## WHAT THE EXERCISE ASKS
Copy every entry exactly as it reads and exclude whatever pictures appear.

## SUPPLIED DATA
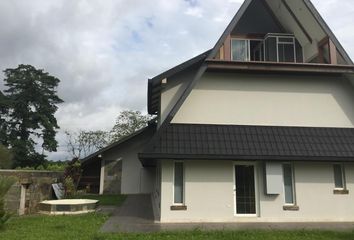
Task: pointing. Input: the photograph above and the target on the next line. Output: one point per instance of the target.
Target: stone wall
(31, 188)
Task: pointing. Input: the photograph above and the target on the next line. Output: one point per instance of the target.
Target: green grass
(105, 200)
(86, 227)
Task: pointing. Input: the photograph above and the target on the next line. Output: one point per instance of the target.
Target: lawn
(105, 200)
(86, 227)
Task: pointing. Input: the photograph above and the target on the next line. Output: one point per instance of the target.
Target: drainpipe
(101, 175)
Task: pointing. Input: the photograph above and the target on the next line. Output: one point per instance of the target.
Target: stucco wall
(209, 194)
(134, 178)
(173, 90)
(273, 100)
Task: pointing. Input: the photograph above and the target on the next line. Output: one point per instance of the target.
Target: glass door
(245, 190)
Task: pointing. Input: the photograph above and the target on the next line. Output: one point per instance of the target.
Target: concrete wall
(31, 188)
(273, 100)
(209, 194)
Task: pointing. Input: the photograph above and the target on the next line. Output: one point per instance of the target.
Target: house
(259, 128)
(103, 170)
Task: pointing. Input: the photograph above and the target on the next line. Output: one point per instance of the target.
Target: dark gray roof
(154, 84)
(150, 128)
(234, 142)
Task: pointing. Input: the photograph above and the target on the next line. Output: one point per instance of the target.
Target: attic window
(247, 50)
(275, 47)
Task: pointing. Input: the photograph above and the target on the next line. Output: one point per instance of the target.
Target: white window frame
(248, 40)
(254, 164)
(184, 184)
(342, 176)
(277, 36)
(293, 184)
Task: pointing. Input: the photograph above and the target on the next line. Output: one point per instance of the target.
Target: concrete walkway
(136, 216)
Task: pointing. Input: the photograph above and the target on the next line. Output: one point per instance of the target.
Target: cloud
(104, 51)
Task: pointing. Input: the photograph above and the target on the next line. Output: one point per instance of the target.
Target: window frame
(255, 168)
(249, 54)
(292, 183)
(344, 187)
(183, 184)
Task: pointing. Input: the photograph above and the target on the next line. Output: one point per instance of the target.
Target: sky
(104, 51)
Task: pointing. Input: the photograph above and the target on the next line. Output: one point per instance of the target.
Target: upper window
(288, 178)
(273, 48)
(339, 177)
(179, 183)
(247, 50)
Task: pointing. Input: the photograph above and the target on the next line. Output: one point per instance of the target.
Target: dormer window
(273, 48)
(247, 50)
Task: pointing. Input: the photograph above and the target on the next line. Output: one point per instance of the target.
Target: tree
(127, 123)
(5, 158)
(5, 185)
(29, 102)
(82, 143)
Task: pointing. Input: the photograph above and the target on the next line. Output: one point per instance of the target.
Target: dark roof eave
(154, 84)
(145, 157)
(219, 65)
(124, 139)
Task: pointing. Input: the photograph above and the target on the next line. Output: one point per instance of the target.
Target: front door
(245, 190)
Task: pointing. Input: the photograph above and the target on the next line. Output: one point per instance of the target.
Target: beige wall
(173, 90)
(135, 178)
(275, 100)
(209, 194)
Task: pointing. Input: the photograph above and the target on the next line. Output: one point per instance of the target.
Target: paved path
(135, 215)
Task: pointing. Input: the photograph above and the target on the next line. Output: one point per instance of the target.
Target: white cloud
(104, 51)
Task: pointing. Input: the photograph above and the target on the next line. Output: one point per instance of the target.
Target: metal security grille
(245, 189)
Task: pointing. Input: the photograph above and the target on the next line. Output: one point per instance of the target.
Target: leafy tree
(5, 158)
(127, 123)
(29, 103)
(3, 111)
(5, 185)
(72, 175)
(82, 143)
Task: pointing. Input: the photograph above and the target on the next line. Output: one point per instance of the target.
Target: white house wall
(272, 100)
(135, 178)
(209, 194)
(172, 91)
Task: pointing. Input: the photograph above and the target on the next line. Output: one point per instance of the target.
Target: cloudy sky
(103, 51)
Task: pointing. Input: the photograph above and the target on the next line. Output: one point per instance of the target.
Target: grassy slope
(85, 227)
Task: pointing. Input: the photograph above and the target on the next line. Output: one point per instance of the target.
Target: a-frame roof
(236, 19)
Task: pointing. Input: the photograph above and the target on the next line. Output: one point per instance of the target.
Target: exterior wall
(273, 100)
(124, 172)
(173, 90)
(112, 177)
(32, 187)
(209, 194)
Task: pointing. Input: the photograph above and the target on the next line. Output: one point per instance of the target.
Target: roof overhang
(233, 66)
(154, 84)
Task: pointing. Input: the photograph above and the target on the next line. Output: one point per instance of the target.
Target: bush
(5, 185)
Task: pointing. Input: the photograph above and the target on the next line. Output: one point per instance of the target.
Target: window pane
(178, 182)
(286, 52)
(286, 39)
(271, 49)
(338, 176)
(240, 50)
(288, 184)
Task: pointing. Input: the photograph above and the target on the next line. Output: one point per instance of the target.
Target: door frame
(254, 164)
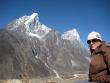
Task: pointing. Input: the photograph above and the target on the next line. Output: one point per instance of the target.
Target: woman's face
(94, 43)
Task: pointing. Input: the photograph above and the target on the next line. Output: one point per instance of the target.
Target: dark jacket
(100, 64)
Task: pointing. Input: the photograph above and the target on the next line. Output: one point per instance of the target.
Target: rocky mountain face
(29, 49)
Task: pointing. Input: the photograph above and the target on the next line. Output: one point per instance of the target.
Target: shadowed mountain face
(29, 49)
(16, 58)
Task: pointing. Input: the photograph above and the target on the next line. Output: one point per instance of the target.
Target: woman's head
(94, 40)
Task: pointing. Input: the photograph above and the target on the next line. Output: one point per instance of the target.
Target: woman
(99, 70)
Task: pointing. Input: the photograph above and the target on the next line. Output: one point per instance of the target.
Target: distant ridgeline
(29, 49)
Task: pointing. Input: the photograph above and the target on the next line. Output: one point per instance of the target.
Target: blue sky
(62, 15)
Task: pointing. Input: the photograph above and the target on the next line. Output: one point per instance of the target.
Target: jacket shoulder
(107, 44)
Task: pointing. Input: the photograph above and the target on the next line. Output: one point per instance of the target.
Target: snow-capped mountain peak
(71, 35)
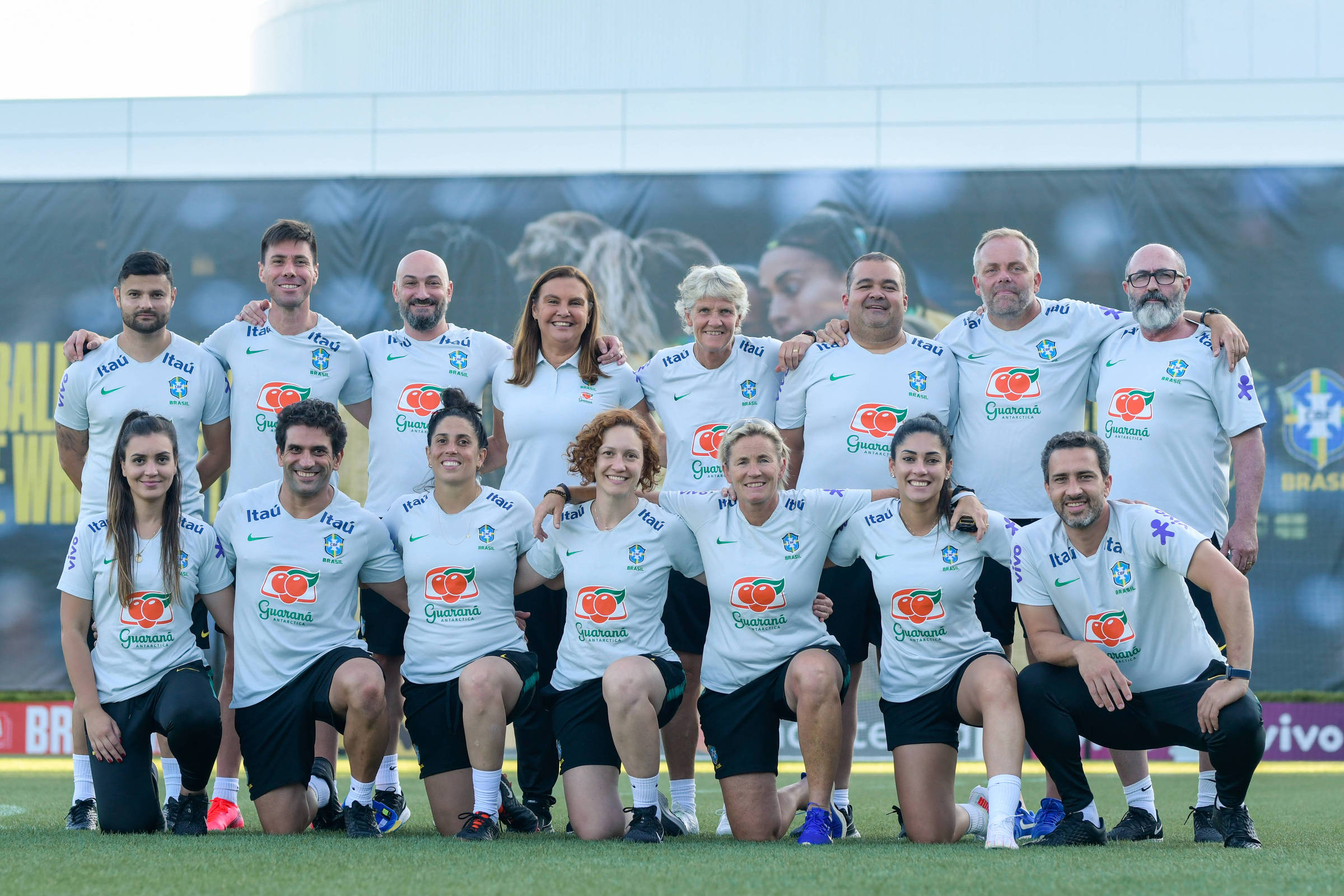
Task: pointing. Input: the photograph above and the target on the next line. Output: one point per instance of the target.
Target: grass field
(1298, 817)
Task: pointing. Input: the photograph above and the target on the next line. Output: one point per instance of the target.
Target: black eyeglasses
(1164, 277)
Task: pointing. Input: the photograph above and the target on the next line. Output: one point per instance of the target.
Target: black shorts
(382, 625)
(743, 729)
(435, 715)
(932, 718)
(993, 600)
(686, 615)
(857, 620)
(276, 735)
(582, 727)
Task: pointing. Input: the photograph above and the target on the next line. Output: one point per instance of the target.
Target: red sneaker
(223, 814)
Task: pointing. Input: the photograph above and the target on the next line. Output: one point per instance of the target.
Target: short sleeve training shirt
(139, 642)
(763, 580)
(297, 586)
(616, 584)
(1168, 413)
(1130, 598)
(185, 383)
(850, 401)
(409, 375)
(697, 405)
(460, 571)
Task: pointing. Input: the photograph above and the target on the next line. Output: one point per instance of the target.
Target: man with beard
(151, 368)
(1177, 423)
(1124, 659)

## REPLY TO THE EXERCISE
Task: pointing. Input: the photograph above and the target on the next line. Output: one point per instance of the target.
Target: stone wall
(31, 188)
Task: pointing. Input: the photograph above and the target on the next line. Output: one point per instance of the target.
Target: green grass
(105, 200)
(86, 227)
Task: pointing. Input: the photograph above and the target on the next line. Output: one point per instance of the target.
Target: lawn
(105, 200)
(86, 227)
Task: pointing. Input: the photograph above and the target on the next line. Output: one point per instance of the target.
Target: drainpipe
(101, 175)
Task: pointing. Input: the photograph above and the target on the next line. Output: one point per instance of the target.
Target: stucco wall
(209, 194)
(134, 178)
(173, 90)
(273, 100)
Task: pointing. Input: the photograph above and the target on the next line. Output: one point per instance of the target.
Target: glass door
(245, 190)
Task: pointing. Input: the photograph above and the target on the next line. Output: one point per instance of the target.
Target: concrete wall
(31, 188)
(273, 100)
(209, 194)
Task: pointing. Input: the photograph above and the target on the next line. Output: one point per instance of the target.
Target: house
(259, 128)
(103, 170)
Task: pointing. Input: the photograph above and the target on the next line. Output: one point per instance of the target.
Target: dark gray roof
(154, 84)
(150, 128)
(234, 142)
Task: pointing. Input: the photograph above and the target on the next line. Output: one point per instance of the target.
Target: attic window
(247, 50)
(275, 47)
Task: pointing. Input: the photograph above and the target on the next line. Output: one point per instance of the target.
Target: white window frame
(248, 40)
(254, 164)
(184, 184)
(342, 176)
(277, 36)
(293, 184)
Task: pointing. Input: the photograph above and the target on the next line. Output: one point per instance of the target.
Target: concrete walkway
(136, 216)
Task: pointing. Input: the photograph above and the target on the next line. Output: one point per instance of the target.
Target: cloud
(104, 51)
Task: pointing. Input: the photograph above and the target on the next line. Output: one point per instance of the target.
Target: window frame
(255, 168)
(249, 54)
(292, 183)
(344, 187)
(183, 184)
Task: pointing. Input: the photograph above and the target on the next line. Output: one point per instance of the target.
Target: sky
(104, 51)
Task: pointing. Input: the photograph above and the target on the next line. Output: one point per instance of the target.
Target: upper window
(288, 178)
(273, 48)
(339, 177)
(179, 183)
(247, 50)
Task: pointing. Input: the photograph above and the target on the next line. Output: one point per instance of the target.
Target: dormer window
(273, 48)
(247, 50)
Task: pointing. Input: the photograph above and the target on the next line. Output: one point per instance of the target.
Target: tree
(127, 123)
(5, 158)
(5, 185)
(29, 102)
(82, 143)
Task: pointing. Input: the photograph above and the target on the next line. Output: one point per instance of the target.
Target: dark roof eave
(154, 84)
(145, 157)
(219, 65)
(124, 139)
Task: pointing. Input: the photograph above and the target on the next line. Output: one point per instance of the target.
Target: front door
(245, 190)
Task: pointing. Input: the photograph above and the target on the next line. Output: one point per instance of the target.
Target: beige wall
(173, 90)
(135, 178)
(275, 100)
(209, 194)
Task: pointing. Input: the photograph above and the target on the next line. Output: one point per instance of the target.
Target: paved path
(135, 215)
Task: pointing. Input: the photograph above and the target on the next line. Output: one point per instance of the target.
Target: white cloud
(104, 51)
Task: pointing. Input: the photograph above and the target on the next line. Output: one point per instance of the target.
Target: metal security grille
(245, 189)
Task: pointing. Input: the photograph above and the target on the next line. Output: one point per instance of the target.
Target: leafy tree
(5, 158)
(127, 123)
(29, 103)
(3, 111)
(5, 185)
(72, 175)
(82, 143)
Task: pointing. Input: the photograph above and the target on the next line. Output: one point per instance of the target.
Target: white house wall
(272, 100)
(135, 178)
(209, 194)
(172, 91)
Task: pointing. Input: the photograph above and the target on the next line. Output: one point per instance of the target.
Target: cloudy sky
(103, 51)
Task: pointing. Input: the photograph above and the target on the next line. Output: one point per instance of the target.
Target: grassy slope
(85, 227)
Task: pointing. Input: the photograph above and the target on the next line. Output: one point per instance of the target.
Target: a-frame roof
(236, 19)
Task: pointing. Input: the photograph above and the target on the next line. Output: one point per instance of the target.
Target: exterior wall
(273, 100)
(124, 172)
(173, 90)
(112, 177)
(32, 187)
(209, 194)
Task: pointing. Input: the photograph above and the target on the next line. Output: one point per instance of the target.
Target: roof overhang
(233, 66)
(154, 84)
Task: pointing. Input: the photograph above and the target on the next line. Output: one point per instance of the target.
Target: bush
(5, 185)
Task: pointing. Input: the photograph above and the target on the next line. Output: one point per instance of the target.
Target: window pane
(178, 182)
(286, 52)
(286, 39)
(271, 49)
(338, 176)
(240, 50)
(288, 184)
Task: pointing. Input: the photograph above and the target on the next line. Output: one point per instance of the target.
Target: door frame
(254, 164)
Task: pointing. Input: the photograph above and the target on the next line. Output: one point per instance of the target.
Target: woman's face
(94, 43)
Task: pointing. Input: the photograph above and the target on the next line. Output: one point per instance of the target.
Target: dark jacket
(100, 64)
Task: pointing. Input: the photograph above and the target on the next line. Output: one point per instance of the target.
Target: rocky mountain face
(29, 49)
Task: pointing. Input: the photograph above and the target on the next line. Output: one point per instance of the target.
Target: shadowed mountain face
(29, 49)
(16, 58)
Task: pointing. Input: the photograph above and the target on the next line. Output: one point per instance of the target.
Target: woman's head
(94, 40)
Task: pointing. Input: the photograph above and the target on the next line. Output: one point per instance of the target.
Target: woman
(99, 70)
Task: pointing. Input: the photograph above and the target on the next line. Output: one point per instance of the target.
Target: distant ridgeline
(29, 49)
Task: pointing. Input: the photograph above and the target on the next line. Output: one point per instance of the target.
Target: blue sky
(62, 15)
Task: pointing. Input: the photograph above and the target on the next line. Output: one point per instance of the target.
Target: jacket shoulder
(107, 44)
Task: pointing. Input: the photograph above and the target on the next line. Output: one point per instance of the target.
Target: snow-capped mountain peak
(71, 35)
Task: pointing. Input: the photograph above and the target on the next line. Output: one point per instance of the target.
Target: grass field
(1298, 817)
Task: pointing. Input: the photograph above and the target on the next line. Output: one point per instance of the target.
Target: black eyeglasses
(1164, 277)
Task: pointing. Input: the photograph above and the target on the next line. Output: one point per instance of the target.
Target: black shorts
(382, 625)
(743, 729)
(435, 715)
(932, 718)
(993, 600)
(686, 615)
(857, 620)
(276, 735)
(582, 727)
Task: pointing. Input: the photograph above and the target on the next line. Output: one point per instance of the target.
Target: red sneaker
(223, 814)
Task: pointing. Input: the photograph above and the target on the next line. Output: one point per instance of the target.
Target: short sleeve training shirt
(139, 642)
(763, 580)
(297, 586)
(616, 584)
(1168, 413)
(1130, 598)
(185, 383)
(850, 401)
(409, 375)
(697, 405)
(460, 571)
Task: pointing. Input: the photograph above and the target on the next line. Output: one point per instance of the target.
Target: man with beard
(151, 368)
(1177, 423)
(1124, 659)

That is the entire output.